TEXTE À LIRE —
-.-.-

Nous avons ainsi déménagé à 800 mètres. Si ce fut important pour mes parents de se retrouver en couple, ce le fut sûrement pour nous les enfants, qui vivions jusqu’alors parmi nos cousins.

    Sept ans, c’est l’âge où j’ai commencé à gagner mon pain, ou au moins mon lait. 
    Je reçus en effet la grande responsabilité de garder les vaches ; seules existaient des haies, sans aucune clôture électrique, bien sûr. Les bêtes trouvaient toujours meilleure l’herbe du voisin ; mon expérience de l’autorité s’est faite avec l’aide de ma chienne.
    Elle comprenait parfaitement le bergamasque (et les vaches aussi) et avait mémorisé les terrains où les bêtes ne pouvaient aller. Quand il pleuvait, je me couchais sous les platanes de la grande allée qui mène à la garenne, enveloppé dans ma pèlerine, la tête enfouie sous le capuchon. 
    Ma chienne restait couchée tout près, tournée vers le troupeau. Ses gémissements m’avertissaient des infractions en cours, quand une vache insolente osait aborder un pré défendu, même si c’était celui de mon oncle. Sur ordre, elle se précipitait ; ensuite, le devoir accompli, elle revenait, attendant les compliments. Il me fallait alors, au moins, émerger de ma cape et sortir une main pour offrir une rapide caresse gratifiante.

      Durant la période scolaire, il fallait mener les bêtes au pâturage de bonne heure pour que je puisse ensuite me rendre à l’école. Ma mère alors - quel honneur pour moi - me portait dans le pré, le petit déjeuner : un bol de lait chaud avec du pain.
...

    Dans la poche, toujours la fronde que tout garçon de la campagne se faisait un devoir de se confectionner pour affronter un possible et providentiel gibier. 
    Mais il arriva qu’un jour la maîtresse d’école défendit d’entrer désormais armé en classe. Fort heureusement à cinquante mètres de l’école, je pouvais cacher l’arme dans un creux sous un gros ormeau au bord de la route. J’y rangeais souvent ma pèlerine.

-.-.-

DONNÉES ENREGISTRÉES —
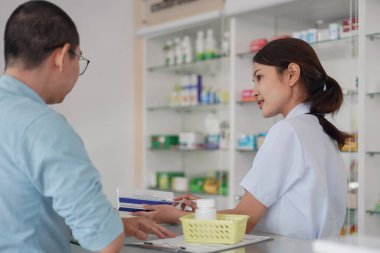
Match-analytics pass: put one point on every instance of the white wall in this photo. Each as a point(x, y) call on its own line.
point(101, 106)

-.-.-

D'après le texte à lire, où la fronde était-elle cachée après l'interdiction de la maîtresse d'école ? Appuyez-vous uniquement sur le texte à lire.

SOLUTION PROPOSÉE — Dans un creux sous un gros ormeau au bord de la route, à cinquante mètres de l'école.